**TASK 1**: In the passage about pitcher Bruce Sutter, translate this sentence into Spanish: "Sutter reached the Cubs in 1976 and saved 10 games as a rookie."
**TASK 2**: Reproduce part of the passage about pitcher Bruce Sutter without any changes. Begin at the words "Sutter won the 1979" and stop after "and Ty Waller.".

**DOCUMENT TEXT**:
+-------+
Sutter called Martin "like a second father to me" and named his pet springer spaniel Fred Martin Jr. Martin died of lung cancer on June 11, 1979, the same year Sutter won the Cy Young.
Chicago
Sutter reached the Cubs in 1976 and saved 10 games as a rookie. By 1977 he was the best closer in the National League, posting a 1.34 ERA with 31 saves. On September 8, 1977, he struck out six consecutive batters in relief and recorded an immaculate inning on nine pitches. He made six All-Star teams between 1977 and 1984.
Sutter won the 1979 NL Cy Young Award with 37 saves (tying the league record held by Clay Carroll and Rollie Fingers), a 2.22 ERA, and 101 innings pitched in relief. He was the third reliever to win the award. Mike Krukow, a fellow pitcher, said, "He was throwing something no one had ever seen. A lot of guys tried to throw that pitch, but no one threw it better than Bruce. No one."
The Cubs traded Sutter to the St. Louis Cardinals after the 1980 season for Leon Durham, Ken Reitz, and Ty Waller.
+-------+
**RECORD SET**:
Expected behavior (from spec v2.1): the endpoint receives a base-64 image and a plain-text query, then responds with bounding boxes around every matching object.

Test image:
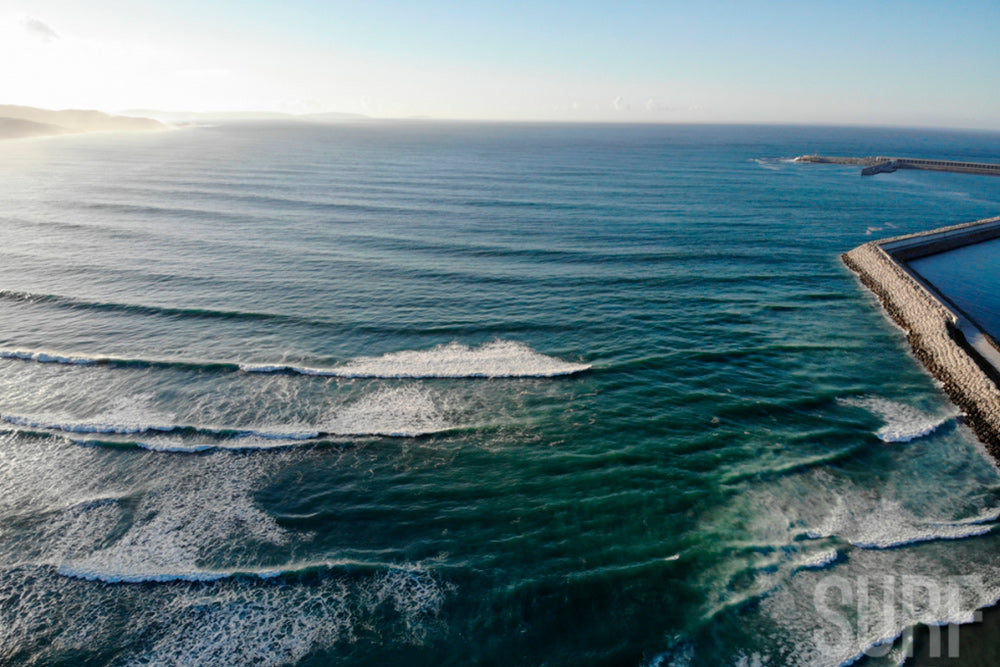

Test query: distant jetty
[795,155,1000,176]
[842,217,1000,461]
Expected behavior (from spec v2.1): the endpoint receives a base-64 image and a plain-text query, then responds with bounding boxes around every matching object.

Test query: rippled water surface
[0,123,1000,666]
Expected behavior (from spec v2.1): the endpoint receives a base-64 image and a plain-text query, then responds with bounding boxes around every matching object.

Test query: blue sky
[0,0,1000,129]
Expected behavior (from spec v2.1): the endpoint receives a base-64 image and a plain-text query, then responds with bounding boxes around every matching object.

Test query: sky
[0,0,1000,129]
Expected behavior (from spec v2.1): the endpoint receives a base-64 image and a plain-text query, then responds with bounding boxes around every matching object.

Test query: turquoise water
[910,240,1000,340]
[0,123,1000,665]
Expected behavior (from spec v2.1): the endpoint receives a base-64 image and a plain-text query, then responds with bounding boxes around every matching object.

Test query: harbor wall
[842,218,1000,461]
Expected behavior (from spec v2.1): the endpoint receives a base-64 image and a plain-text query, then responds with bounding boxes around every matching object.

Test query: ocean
[0,121,1000,667]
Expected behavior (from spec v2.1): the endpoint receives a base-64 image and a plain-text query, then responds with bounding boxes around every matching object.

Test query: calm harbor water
[0,122,1000,666]
[910,235,1000,340]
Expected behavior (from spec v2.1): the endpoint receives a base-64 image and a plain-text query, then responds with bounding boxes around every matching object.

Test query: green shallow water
[0,123,1000,665]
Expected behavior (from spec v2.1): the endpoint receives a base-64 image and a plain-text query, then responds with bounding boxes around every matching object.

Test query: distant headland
[795,155,1000,176]
[841,217,1000,461]
[0,104,167,139]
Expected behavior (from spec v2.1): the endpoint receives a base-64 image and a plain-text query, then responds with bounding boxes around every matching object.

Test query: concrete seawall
[842,218,1000,461]
[795,155,1000,176]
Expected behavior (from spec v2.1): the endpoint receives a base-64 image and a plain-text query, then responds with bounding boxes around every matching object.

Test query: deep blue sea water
[911,240,1000,340]
[0,122,1000,667]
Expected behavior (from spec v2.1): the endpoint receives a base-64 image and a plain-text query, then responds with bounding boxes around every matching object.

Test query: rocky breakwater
[842,223,1000,461]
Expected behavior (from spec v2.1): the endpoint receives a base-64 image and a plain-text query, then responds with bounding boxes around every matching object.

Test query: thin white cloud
[21,16,59,42]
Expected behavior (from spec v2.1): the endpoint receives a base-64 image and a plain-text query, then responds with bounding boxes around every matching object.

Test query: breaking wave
[0,340,591,379]
[240,341,591,379]
[838,397,958,442]
[807,498,1000,549]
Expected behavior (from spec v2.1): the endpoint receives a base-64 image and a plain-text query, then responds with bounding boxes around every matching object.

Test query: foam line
[838,397,958,442]
[0,340,591,379]
[240,340,591,379]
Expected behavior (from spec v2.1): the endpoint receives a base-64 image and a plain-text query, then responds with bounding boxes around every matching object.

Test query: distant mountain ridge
[0,104,167,139]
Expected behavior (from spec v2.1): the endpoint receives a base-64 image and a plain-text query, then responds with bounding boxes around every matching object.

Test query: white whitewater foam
[124,581,357,667]
[0,394,176,435]
[838,396,958,442]
[0,350,97,366]
[58,457,291,582]
[796,549,840,570]
[322,385,455,437]
[240,340,590,379]
[807,497,1000,549]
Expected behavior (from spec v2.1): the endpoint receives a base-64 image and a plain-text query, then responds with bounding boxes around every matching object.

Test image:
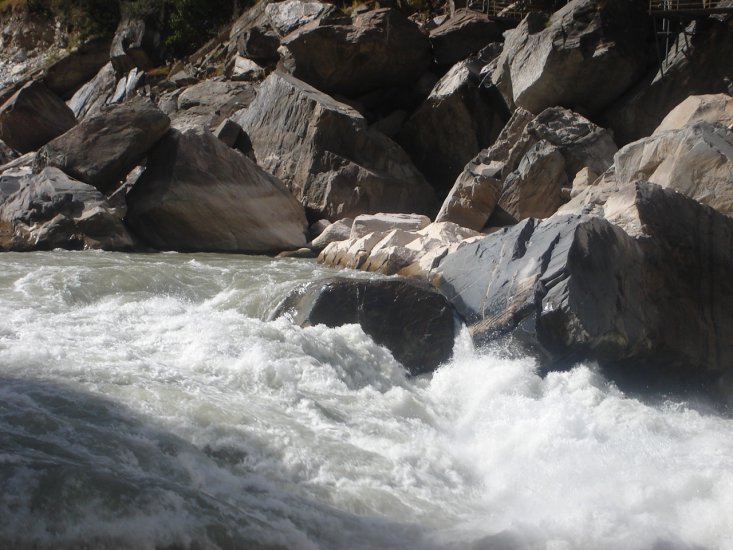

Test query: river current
[0,251,733,550]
+-------+
**RESPONSE 1**: Sutter llegó a los Cubs en 1976 y salvó 10 juegos como novato.

**RESPONSE 2**:
Sutter won the 1979 NL Cy Young Award with 37 saves (tying the league record held by Clay Carroll and Rollie Fingers), a 2.22 ERA, and 101 innings pitched in relief. He was the third reliever to win the award. Mike Krukow, a fellow pitcher, said, "He was throwing something no one had ever seen. A lot of guys tried to throw that pitch, but no one threw it better than Bruce. No one."
The Cubs traded Sutter to the St. Louis Cardinals after the 1980 season for Leon Durham, Ken Reitz, and Ty Waller.